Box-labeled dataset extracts
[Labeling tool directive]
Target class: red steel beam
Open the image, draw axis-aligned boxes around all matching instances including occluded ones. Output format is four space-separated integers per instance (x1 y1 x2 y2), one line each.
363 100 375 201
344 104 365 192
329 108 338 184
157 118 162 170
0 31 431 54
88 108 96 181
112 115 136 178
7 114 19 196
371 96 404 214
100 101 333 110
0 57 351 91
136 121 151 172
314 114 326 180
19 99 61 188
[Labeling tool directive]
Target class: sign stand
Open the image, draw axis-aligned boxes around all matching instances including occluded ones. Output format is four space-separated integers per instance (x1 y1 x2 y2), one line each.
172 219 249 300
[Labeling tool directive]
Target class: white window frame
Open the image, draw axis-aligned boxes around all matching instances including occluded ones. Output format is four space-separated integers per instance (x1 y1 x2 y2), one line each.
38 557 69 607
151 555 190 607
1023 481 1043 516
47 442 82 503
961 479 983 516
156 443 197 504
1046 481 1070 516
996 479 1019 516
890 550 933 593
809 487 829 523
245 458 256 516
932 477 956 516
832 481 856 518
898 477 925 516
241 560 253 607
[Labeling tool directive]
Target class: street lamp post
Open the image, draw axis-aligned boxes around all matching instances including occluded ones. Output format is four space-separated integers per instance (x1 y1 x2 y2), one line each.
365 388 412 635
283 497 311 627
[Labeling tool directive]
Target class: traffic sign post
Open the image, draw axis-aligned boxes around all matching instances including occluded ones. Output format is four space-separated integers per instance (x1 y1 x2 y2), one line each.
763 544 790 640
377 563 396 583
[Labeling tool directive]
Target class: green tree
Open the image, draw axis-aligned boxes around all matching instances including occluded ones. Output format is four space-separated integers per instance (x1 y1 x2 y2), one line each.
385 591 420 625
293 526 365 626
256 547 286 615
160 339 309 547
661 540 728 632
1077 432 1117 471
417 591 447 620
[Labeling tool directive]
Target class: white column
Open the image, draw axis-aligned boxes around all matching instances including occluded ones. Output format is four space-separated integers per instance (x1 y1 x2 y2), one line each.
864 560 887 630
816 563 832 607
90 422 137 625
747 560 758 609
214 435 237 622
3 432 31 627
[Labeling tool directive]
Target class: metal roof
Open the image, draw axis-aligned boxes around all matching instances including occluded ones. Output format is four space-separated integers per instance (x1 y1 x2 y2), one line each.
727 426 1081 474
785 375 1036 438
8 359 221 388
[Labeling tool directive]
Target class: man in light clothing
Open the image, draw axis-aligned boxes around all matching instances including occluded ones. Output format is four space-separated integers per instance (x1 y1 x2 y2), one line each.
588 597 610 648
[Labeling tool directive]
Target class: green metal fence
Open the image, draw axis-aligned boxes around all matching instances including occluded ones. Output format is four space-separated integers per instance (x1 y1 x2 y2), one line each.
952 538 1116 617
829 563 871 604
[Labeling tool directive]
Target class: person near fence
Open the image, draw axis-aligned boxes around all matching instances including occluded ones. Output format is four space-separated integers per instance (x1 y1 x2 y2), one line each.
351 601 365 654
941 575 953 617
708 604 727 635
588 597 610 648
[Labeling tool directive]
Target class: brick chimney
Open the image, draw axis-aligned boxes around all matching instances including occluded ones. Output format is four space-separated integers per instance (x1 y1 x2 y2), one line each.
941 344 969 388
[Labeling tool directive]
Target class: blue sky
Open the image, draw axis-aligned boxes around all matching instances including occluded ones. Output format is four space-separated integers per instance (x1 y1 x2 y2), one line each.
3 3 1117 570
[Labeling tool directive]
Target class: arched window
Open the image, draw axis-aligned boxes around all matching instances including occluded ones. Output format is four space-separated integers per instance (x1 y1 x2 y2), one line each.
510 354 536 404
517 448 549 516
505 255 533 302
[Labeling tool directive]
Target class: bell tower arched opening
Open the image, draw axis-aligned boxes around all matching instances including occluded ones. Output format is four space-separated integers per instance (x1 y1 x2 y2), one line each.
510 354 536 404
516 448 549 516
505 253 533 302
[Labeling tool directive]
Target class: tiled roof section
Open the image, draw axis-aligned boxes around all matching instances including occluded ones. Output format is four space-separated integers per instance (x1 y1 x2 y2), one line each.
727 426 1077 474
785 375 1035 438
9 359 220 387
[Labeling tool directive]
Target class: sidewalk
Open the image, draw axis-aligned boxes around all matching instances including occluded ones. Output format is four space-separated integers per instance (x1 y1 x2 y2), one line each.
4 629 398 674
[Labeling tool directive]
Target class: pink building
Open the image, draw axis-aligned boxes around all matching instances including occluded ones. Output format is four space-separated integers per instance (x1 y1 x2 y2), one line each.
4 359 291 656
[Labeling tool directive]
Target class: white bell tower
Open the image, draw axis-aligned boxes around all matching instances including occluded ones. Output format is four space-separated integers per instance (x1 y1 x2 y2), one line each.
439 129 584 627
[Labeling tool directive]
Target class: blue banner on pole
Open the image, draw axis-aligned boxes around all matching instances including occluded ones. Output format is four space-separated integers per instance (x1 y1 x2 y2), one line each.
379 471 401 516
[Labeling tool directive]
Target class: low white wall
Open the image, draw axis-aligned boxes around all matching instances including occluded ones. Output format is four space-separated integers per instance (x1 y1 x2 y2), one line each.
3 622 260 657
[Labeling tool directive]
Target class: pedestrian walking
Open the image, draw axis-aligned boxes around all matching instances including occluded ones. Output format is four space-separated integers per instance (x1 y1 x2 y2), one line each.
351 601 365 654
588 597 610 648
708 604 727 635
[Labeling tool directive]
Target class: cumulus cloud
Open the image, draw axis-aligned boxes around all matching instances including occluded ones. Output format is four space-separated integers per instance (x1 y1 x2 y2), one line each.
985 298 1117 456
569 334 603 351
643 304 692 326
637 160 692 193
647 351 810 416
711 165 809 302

GOAL:
Copy each line of the data above word for word, covering all of the data.

OUTPUT BELOW:
[Labeling tool directive]
Target class: red steel beam
Open the image, draw axis-aligned boxes around all matching instances including occluded ones. Output format is four space-separated integers per instance (x1 y1 x2 y2), one line each.
363 100 375 201
344 104 365 192
329 108 338 184
157 118 162 170
0 31 431 54
88 108 96 181
112 115 136 178
7 114 19 196
371 96 404 214
100 101 333 110
0 57 351 91
136 121 151 172
314 114 326 180
19 99 61 188
[Labeling tool directive]
Target class: sign stand
Open the image, draw axis-aligned boxes around all matching instances including occluded ones. Output format is four space-separated integers per instance (x1 y1 x2 y2), one line each.
172 219 249 300
[Labeling tool directive]
Target class: white window frame
Open the image, draw axis-aligned boxes around all matching instances including occluded ones. Output format is four space-separated integers per instance (x1 y1 x2 y2), one line each.
38 557 69 607
151 555 190 607
1023 481 1043 516
47 442 82 503
961 479 983 516
156 443 197 504
1046 481 1070 516
996 479 1019 516
890 550 933 593
809 487 829 523
245 458 256 516
932 477 956 516
832 481 856 518
898 477 925 516
241 560 253 607
[Labeling tool directive]
Target class: street lamp post
Open the image, draw axis-aligned boxes around all matching instances including occluded ones. Output format is four space-separated integers per instance (x1 y1 x2 y2), one line each.
365 388 412 635
283 497 311 627
[Labeling tool directive]
Target class: traffic sign post
Open the image, draw axis-aligned boxes around all matching instances including occluded ones. Output format is four space-separated integers per instance (x1 y1 x2 y2), one line each.
763 544 790 640
377 563 396 583
[Labeling tool directive]
Target class: green tree
Open the image, draw axis-aligned boxes around all matching instances including occluded ones. Output format is four space-separated integers per instance (x1 y1 x2 y2), one line each.
385 591 420 625
293 526 365 626
256 547 286 615
160 339 309 547
661 540 728 632
1077 432 1117 471
417 591 447 620
[Labeling tool directive]
Target class: white column
Open the image, draw axis-aligned boxes around all matching instances including occluded ones. Output format is four space-separated integers per instance (x1 y1 x2 y2), one line each.
864 560 887 630
816 563 832 607
90 422 137 625
747 560 758 609
214 435 237 622
3 432 31 627
[Labeling tool directive]
Target class: metal roof
Open the image, draw axis-aligned boxes around all matching instances including occluded ones. Output format is four space-separated integers per instance (x1 y1 x2 y2), one line each.
727 426 1081 474
785 375 1036 438
8 359 221 388
[Labeling tool directive]
Target class: man in light clothing
Open the image, draw axis-aligned boxes around all matching instances including occluded ones. Output format is four space-separated integers per instance (x1 y1 x2 y2), one line each.
588 597 610 648
[Labeling tool directive]
Target class: green metal fence
Open the image, draw axis-aligned boxes around all matching instances including occluded ones. Output format is four space-separated integers per instance (x1 y1 x2 y2), one line each.
952 538 1116 617
829 563 871 604
[Labeling tool directive]
Target class: person near fence
Open the image, draw axis-aligned boxes around all matching instances including occluded ones. Output format is four space-separated integers per instance (x1 y1 x2 y2), one line each.
351 601 365 654
941 575 953 617
708 604 727 635
588 597 610 648
[Labeling tool directive]
Target class: brick chimney
Open the image, draw axis-aligned boxes around all matching instances including occluded ones. Output format is four space-separated integers per instance (x1 y1 x2 y2), one line each.
941 344 969 388
[Labeling tool directive]
Target class: blue sky
Open the image, draw axis-aligned boxes around all matching instances including occluded ones. Output format is four space-separated integers per instance (x1 y1 x2 y2), one line each.
3 3 1117 570
[Labeling tool directive]
Target class: arched window
Open the image, draw axis-aligned boxes around all matching instances including occluded ones. Output format is four space-separated integers per instance (x1 y1 x2 y2), one line each.
510 354 536 404
517 448 549 516
505 255 533 302
[Labeling tool directive]
Target class: bell tower arched opening
Open the image, draw axis-aligned boxes around all matching instances including occluded ones. Output format is four space-separated integers per instance (x1 y1 x2 y2), one line each.
510 354 536 404
516 448 549 516
505 253 533 302
[Labeling tool directive]
Target class: tiled roof section
Open the image, draw axis-aligned boxes around all matching instances including occluded ones. Output format is four space-separated integers per instance (x1 y1 x2 y2), one line each.
727 426 1077 474
785 375 1035 438
9 359 220 387
[Labeling tool directive]
Target class: sidewalk
Open the image, draw axis-aligned boxes around all matching instances including occluded ones. Output format is four space-separated integers per instance (x1 y1 x2 y2), one line each.
4 629 398 674
[Labeling tool directive]
Target class: pink building
Open the image, draw axis-aligned boxes around all matching instances including occluded ones. Output format is four space-separated integers per instance (x1 y1 x2 y2), one line each.
4 359 291 656
[Labeling tool directive]
Target class: white bell tower
Open the image, draw axis-aligned boxes around all matching instances including occluded ones. Output format is four space-separated integers per instance (x1 y1 x2 y2), one line each.
439 129 584 627
[Labeling tool directive]
Target class: blue banner on pole
Open the image, draw axis-aligned boxes around all matching instances including occluded ones. Output format is four space-separated integers per instance (x1 y1 x2 y2), one line each.
379 471 401 516
[Labeling tool directive]
Target class: low white wall
Open the image, draw axis-aligned boxes around all matching instances including occluded ones. Output format is four space-separated integers per instance (x1 y1 x2 y2), one line each.
3 622 260 657
[Labeling tool directive]
Target class: pedestrian walking
Open the image, draw axis-aligned boxes around all matching instances including occluded ones. Output format is four space-separated integers per instance (x1 y1 x2 y2), one line each.
351 601 365 654
588 597 610 648
708 604 727 635
[Labeling tool directive]
Target class: cumulus cloud
Open the image, draw axis-aligned boxes around all matching instances including occluded ones. Output format is four space-separated integers per instance (x1 y1 x2 y2), one line each.
985 298 1117 456
569 334 603 351
643 304 692 326
637 160 692 193
647 351 810 416
711 165 809 302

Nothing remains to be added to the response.